> [Request]:
Please render every line of the material below as a JSON list of strings, one string per line, omitting blank lines and leaving out the pictures.

> [Supplied records]:
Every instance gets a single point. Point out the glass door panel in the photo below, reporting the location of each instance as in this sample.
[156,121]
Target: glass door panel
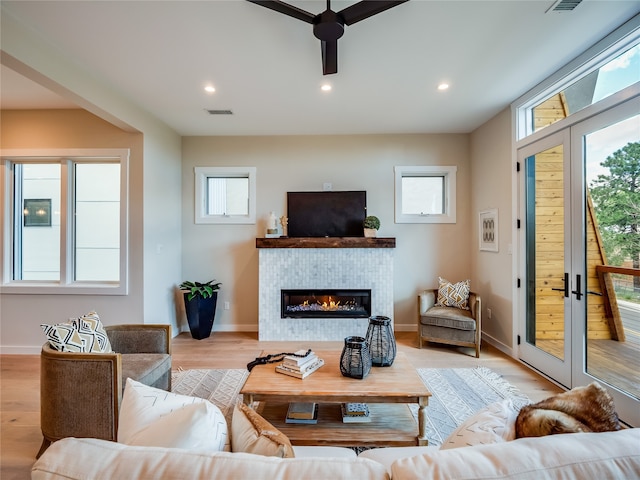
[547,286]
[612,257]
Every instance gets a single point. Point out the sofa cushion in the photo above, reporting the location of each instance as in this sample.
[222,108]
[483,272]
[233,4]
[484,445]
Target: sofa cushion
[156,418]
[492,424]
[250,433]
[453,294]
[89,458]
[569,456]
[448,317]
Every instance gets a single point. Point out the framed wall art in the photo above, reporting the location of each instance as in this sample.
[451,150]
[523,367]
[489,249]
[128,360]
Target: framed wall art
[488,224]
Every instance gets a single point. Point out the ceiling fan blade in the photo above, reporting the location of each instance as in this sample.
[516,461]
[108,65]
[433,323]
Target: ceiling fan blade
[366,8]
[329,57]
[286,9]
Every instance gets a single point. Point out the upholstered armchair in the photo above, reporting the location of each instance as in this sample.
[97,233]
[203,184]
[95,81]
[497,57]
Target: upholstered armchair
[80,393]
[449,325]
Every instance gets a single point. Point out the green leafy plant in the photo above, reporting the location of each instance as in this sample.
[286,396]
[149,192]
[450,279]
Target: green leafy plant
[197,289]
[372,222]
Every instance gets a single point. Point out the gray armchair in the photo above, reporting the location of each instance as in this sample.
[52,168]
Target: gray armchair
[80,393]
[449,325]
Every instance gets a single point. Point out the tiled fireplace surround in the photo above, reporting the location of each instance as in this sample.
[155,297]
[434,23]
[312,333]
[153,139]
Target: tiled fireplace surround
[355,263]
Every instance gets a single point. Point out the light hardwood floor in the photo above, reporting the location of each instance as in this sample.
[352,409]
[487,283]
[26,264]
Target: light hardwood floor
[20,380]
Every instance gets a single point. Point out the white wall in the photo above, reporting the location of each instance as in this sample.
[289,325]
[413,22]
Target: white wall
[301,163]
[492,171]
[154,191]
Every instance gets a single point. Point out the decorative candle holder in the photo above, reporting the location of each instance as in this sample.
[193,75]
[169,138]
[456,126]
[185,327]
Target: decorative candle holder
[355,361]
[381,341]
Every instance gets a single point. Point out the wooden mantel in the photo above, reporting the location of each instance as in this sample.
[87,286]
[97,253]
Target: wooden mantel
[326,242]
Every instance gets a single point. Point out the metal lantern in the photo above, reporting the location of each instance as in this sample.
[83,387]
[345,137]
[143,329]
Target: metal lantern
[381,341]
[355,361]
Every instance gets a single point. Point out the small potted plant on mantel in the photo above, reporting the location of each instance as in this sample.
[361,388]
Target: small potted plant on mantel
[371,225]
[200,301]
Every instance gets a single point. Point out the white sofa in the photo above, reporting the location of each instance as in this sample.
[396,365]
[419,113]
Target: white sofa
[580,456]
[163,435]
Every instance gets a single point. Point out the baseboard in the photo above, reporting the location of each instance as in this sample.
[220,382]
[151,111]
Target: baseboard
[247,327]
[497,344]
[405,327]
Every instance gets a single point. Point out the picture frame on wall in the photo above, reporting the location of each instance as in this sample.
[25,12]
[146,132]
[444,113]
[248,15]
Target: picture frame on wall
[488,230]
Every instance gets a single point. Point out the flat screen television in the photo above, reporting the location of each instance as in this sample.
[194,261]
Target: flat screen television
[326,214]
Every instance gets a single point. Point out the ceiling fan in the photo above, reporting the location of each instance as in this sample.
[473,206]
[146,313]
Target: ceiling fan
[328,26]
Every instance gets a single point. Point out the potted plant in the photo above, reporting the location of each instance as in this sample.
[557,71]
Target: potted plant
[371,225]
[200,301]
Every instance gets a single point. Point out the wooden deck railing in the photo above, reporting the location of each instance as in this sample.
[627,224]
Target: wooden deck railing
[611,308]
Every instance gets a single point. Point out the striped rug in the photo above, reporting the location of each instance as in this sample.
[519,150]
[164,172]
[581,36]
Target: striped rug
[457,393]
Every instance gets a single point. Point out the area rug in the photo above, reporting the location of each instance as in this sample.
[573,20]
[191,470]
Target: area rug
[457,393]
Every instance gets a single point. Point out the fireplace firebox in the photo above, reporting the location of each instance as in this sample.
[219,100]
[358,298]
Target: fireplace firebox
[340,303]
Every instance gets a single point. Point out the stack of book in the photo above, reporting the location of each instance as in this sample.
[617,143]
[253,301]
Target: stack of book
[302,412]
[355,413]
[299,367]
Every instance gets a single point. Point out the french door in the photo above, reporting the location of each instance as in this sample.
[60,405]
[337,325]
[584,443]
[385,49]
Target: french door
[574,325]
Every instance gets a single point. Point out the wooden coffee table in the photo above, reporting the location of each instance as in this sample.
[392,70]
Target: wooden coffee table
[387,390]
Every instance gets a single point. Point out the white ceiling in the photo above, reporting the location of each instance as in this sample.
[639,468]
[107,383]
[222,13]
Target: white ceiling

> [Exercise answer]:
[
  "Every instance gets a single point. Point out the glass door panel in the photo below, reporting the location of each instance as in this sample.",
  "[156,121]",
  "Target: glass door panel",
  "[547,286]",
  "[612,257]",
  "Every instance gets a single point. Point out the sofa cushion in the photo above, reporting the location of each instance as in this sample.",
  "[222,108]",
  "[483,272]",
  "[233,4]",
  "[484,445]",
  "Target: sofa cushion",
  "[156,418]",
  "[492,424]",
  "[250,433]",
  "[453,294]",
  "[89,458]",
  "[569,456]",
  "[448,317]",
  "Every instance gets a single point. Point out the framed wall art in the photo above, reporting the location of each instance as in this sample.",
  "[451,150]",
  "[523,367]",
  "[489,249]",
  "[128,360]",
  "Target: framed wall art",
  "[488,224]",
  "Every instance gets a single point. Point out the ceiling fan blade in the photo above, reporting the location of each instance as in this sample.",
  "[516,461]",
  "[108,65]",
  "[433,323]",
  "Target: ceiling fan blade",
  "[366,8]",
  "[329,57]",
  "[286,9]",
  "Every instance gets a single point. Point out the upholstered armchair in the photo above, reporting the location of each instance as in this sample.",
  "[97,233]",
  "[203,184]",
  "[95,81]",
  "[497,57]",
  "Target: upholstered armchair",
  "[80,393]",
  "[449,325]",
  "Every instance gets a single point. Point out the green leafy plant in the photo above, reporting the location of each instance as in this sample.",
  "[286,396]",
  "[149,192]",
  "[450,279]",
  "Target: green leafy plant",
  "[197,289]",
  "[372,222]",
  "Every instance gets a single point. Point out the gray armchair in the photo above, reporting the location of each instance as in this sample.",
  "[52,168]",
  "Target: gray armchair",
  "[80,393]",
  "[449,325]",
  "Every instance gets a single point. Point out the tiled fireplace surround in the photo above, reporting the location of each instance as in this sample.",
  "[155,297]",
  "[434,23]",
  "[312,333]",
  "[153,139]",
  "Target: tiled fireplace surround",
  "[355,263]",
  "Every instance gets a single point. Point out the light hardwood floor in the photo above, reporting the location of each instance as in this sample.",
  "[352,409]",
  "[487,283]",
  "[26,264]",
  "Target: light hardwood floor",
  "[20,380]",
  "Every instance gets a single point. Point out the white wall in the photo above, reporting the location of each instance as in this sample.",
  "[289,325]",
  "[413,22]",
  "Target: white wall",
  "[301,163]",
  "[492,171]",
  "[154,191]",
  "Every instance gets a single point. Point out the decorative candle holder in the photo above, reporting the location of each instance as in this sample.",
  "[193,75]",
  "[169,138]",
  "[456,126]",
  "[185,327]",
  "Target: decorative candle holder",
  "[355,361]",
  "[381,341]",
  "Every instance gets a single point. Point out the wooden mantel in the photo above, reporting the location of each instance as in this sample.",
  "[87,286]",
  "[97,253]",
  "Target: wooden mantel",
  "[326,242]",
  "Every instance gets a single point. Point out the metal lantern in the photo above, reporting the location of each instance as in this sample.",
  "[83,387]",
  "[345,137]",
  "[143,329]",
  "Target: metal lantern",
  "[381,341]",
  "[355,361]",
  "Every instance gets a single point. Point out the small potted plant on mantel in the photo above, reporting the location of each instance as in this sample.",
  "[361,388]",
  "Target: small potted plant on mantel",
  "[371,225]",
  "[200,301]",
  "Every instance gets a single point. Point out the white sofa in the photo above, reporting the location of each instance as in this sample.",
  "[396,365]",
  "[419,113]",
  "Target: white sofa",
  "[580,456]",
  "[163,435]",
  "Every instance gets a single point. Point out the baseboard in the photo above, reporting the location of each instance as in this sample.",
  "[220,382]",
  "[151,111]",
  "Target: baseboard",
  "[247,327]",
  "[497,344]",
  "[405,327]",
  "Every instance gets a single point. Point out the picture frame on wall in the photo above, reporting the location of each instance as in this sample.",
  "[25,12]",
  "[146,132]",
  "[444,113]",
  "[248,15]",
  "Target: picture frame on wall",
  "[488,230]",
  "Every instance gets a single point. Point out the flat screen television in the photo above, reporting the location of each instance as in this sample.",
  "[194,261]",
  "Target: flat screen television",
  "[326,214]",
  "Every instance gets a single point. Point out the ceiling fan in the photo above, reporting the location of each instance as in this sample.",
  "[473,206]",
  "[146,313]",
  "Target: ceiling fan",
  "[328,26]",
  "Every instance gets a single point. Point out the potted plant in the photo above, reporting the location of each instance as in this sample.",
  "[557,71]",
  "Target: potted plant",
  "[371,225]",
  "[200,301]",
  "Every instance gets a single point. Point out the wooden deck railing in the photo above, reporting the location of each instance as in this sample.",
  "[627,224]",
  "Target: wooden deck railing",
  "[611,308]",
  "Every instance gets a single point. Point out the striped rug in the photo above, reporting the location of each instance as in this sample.",
  "[519,150]",
  "[164,172]",
  "[581,36]",
  "Target: striped rug",
  "[457,393]",
  "Every instance gets a single point. Point out the area rug in the photo above, reporting the location of each instance as in this sample.",
  "[573,20]",
  "[191,470]",
  "Target: area rug",
  "[457,393]",
  "Every instance gets a single point. Point out the fireplace firebox in the photo above, reporting the location of each instance as in this sample.",
  "[219,100]",
  "[358,298]",
  "Target: fireplace firebox",
  "[340,303]",
  "Every instance gets a single point. Point out the stack of book in the photo above, reporting the location of each instance as in this sample.",
  "[617,143]",
  "[253,301]",
  "Target: stack of book",
  "[302,412]",
  "[355,413]",
  "[299,367]",
  "Every instance gets a single point. Point out the french door in the photo above, reporting the location of each instance as in this sample.",
  "[60,405]",
  "[337,325]",
  "[584,443]",
  "[385,49]",
  "Target: french door",
  "[574,325]",
  "Every instance gets a single point. Point out the wooden coffee table in the photo above, reporting the location of each instance as in this sample.",
  "[392,70]",
  "Target: wooden coffee table",
  "[387,390]",
  "Every instance gets a single point. Point out the white ceiling in the photo above, reporting the location of each instance as in this sample.",
  "[639,468]",
  "[107,383]",
  "[222,13]",
  "Target: white ceiling"
]